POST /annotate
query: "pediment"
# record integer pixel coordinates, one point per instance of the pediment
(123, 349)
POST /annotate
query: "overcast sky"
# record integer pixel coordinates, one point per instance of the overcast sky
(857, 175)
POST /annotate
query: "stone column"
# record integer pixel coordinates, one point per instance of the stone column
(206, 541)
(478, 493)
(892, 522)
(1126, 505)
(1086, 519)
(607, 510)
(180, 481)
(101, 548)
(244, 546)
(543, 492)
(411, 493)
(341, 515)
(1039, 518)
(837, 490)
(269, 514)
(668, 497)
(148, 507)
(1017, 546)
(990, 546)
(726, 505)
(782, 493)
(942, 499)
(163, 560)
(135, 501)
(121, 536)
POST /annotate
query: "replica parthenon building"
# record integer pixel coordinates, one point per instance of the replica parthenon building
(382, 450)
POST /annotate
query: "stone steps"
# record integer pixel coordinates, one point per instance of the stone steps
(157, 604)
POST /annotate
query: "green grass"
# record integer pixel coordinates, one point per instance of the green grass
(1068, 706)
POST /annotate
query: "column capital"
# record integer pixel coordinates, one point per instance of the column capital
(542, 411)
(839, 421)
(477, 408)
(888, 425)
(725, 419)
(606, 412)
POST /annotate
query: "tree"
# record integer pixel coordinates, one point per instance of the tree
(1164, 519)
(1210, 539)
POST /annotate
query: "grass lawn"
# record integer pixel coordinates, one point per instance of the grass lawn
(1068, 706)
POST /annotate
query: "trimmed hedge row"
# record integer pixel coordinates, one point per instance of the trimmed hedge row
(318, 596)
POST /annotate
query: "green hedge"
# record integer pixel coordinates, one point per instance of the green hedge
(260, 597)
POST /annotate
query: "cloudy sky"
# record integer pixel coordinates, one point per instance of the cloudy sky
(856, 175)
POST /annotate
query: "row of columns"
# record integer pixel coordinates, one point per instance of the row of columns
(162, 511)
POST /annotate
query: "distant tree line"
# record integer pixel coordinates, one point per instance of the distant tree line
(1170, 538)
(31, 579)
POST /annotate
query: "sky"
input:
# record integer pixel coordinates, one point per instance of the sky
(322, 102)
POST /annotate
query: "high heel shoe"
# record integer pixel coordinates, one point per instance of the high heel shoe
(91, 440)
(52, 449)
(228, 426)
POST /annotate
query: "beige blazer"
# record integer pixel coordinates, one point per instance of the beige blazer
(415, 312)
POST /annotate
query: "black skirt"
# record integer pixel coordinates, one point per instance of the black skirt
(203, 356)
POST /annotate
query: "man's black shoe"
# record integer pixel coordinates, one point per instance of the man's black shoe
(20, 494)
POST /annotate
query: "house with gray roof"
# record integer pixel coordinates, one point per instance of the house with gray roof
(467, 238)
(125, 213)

Exercise requirements:
Restate the listing above word for word.

Solution to the problem:
POST /annotate
query: "pediment"
# record integer pixel coordinates, one point per instance of the pediment
(123, 349)
POST /annotate
query: "overcast sky"
# record integer pixel coordinates, one point per instance of the overcast sky
(857, 175)
POST /annotate
query: "stone column"
# record integer pixel coordinates, one point per instance of the stone column
(206, 541)
(478, 493)
(892, 522)
(1126, 505)
(1086, 519)
(607, 510)
(180, 481)
(101, 548)
(244, 546)
(543, 492)
(411, 493)
(341, 515)
(1039, 518)
(837, 490)
(269, 514)
(668, 497)
(148, 507)
(1017, 546)
(990, 546)
(726, 505)
(782, 493)
(942, 499)
(163, 560)
(135, 501)
(121, 536)
POST /annotate
query: "replica parthenon building"
# record integer pixel coordinates, one point per instance of the replica parthenon building
(382, 450)
POST /annotate
query: "stone steps"
# record integer pixel coordinates, one point per instance of the stone steps
(157, 604)
POST /annotate
query: "green grass"
# record integer pixel coordinates, one point per instance of the green grass
(1068, 706)
POST /annotate
query: "column capital"
# record integer pixel coordinates, one point per instance of the column capital
(542, 411)
(839, 421)
(477, 408)
(888, 425)
(725, 419)
(606, 412)
POST /annotate
query: "tree"
# record integer pixel coordinates, one point per instance of the tree
(1164, 519)
(1210, 539)
POST /annotate
query: "grass lawn"
# record integer pixel coordinates, one point per instance of the grass lawn
(1068, 706)
POST /annotate
query: "trimmed hedge row"
# record integer pixel coordinates, one point per instance of the trimmed hedge row
(318, 596)
POST /annotate
query: "green hedge"
# record integer pixel coordinates, one point per instance of the green hedge
(260, 597)
POST /annotate
query: "cloudy sky"
# record integer pixel coordinates, one point per instance of the cloudy sky
(856, 175)
POST /annotate
query: "row of columns"
# record integer pixel coordinates, one point per instance of the row of columns
(162, 511)
POST /annotate
query: "distant tree line"
# record integer pixel coordinates, one point per instance of the distant tree line
(1170, 538)
(31, 579)
POST /annotate
query: "sky"
input:
# record integer pixel coordinates, one point per instance of the sky
(322, 102)
POST /annotate
query: "high heel shoe"
# record integer pixel coordinates, one point per instance of the high heel shoe
(91, 440)
(52, 449)
(228, 426)
POST /annotate
query: "beige blazer"
# record integer pixel coordinates, one point per instance of the beige blazer
(415, 312)
POST /annotate
query: "black skirt"
# record integer pixel coordinates, one point per instance of the black skirt
(203, 356)
POST /annotate
query: "man's black shoe"
# record integer pixel coordinates, one point per instance of the man's black shoe
(20, 494)
POST /annotate
query: "house with gray roof"
# record integer pixel coordinates, one point per instance of the house with gray roof
(467, 238)
(125, 213)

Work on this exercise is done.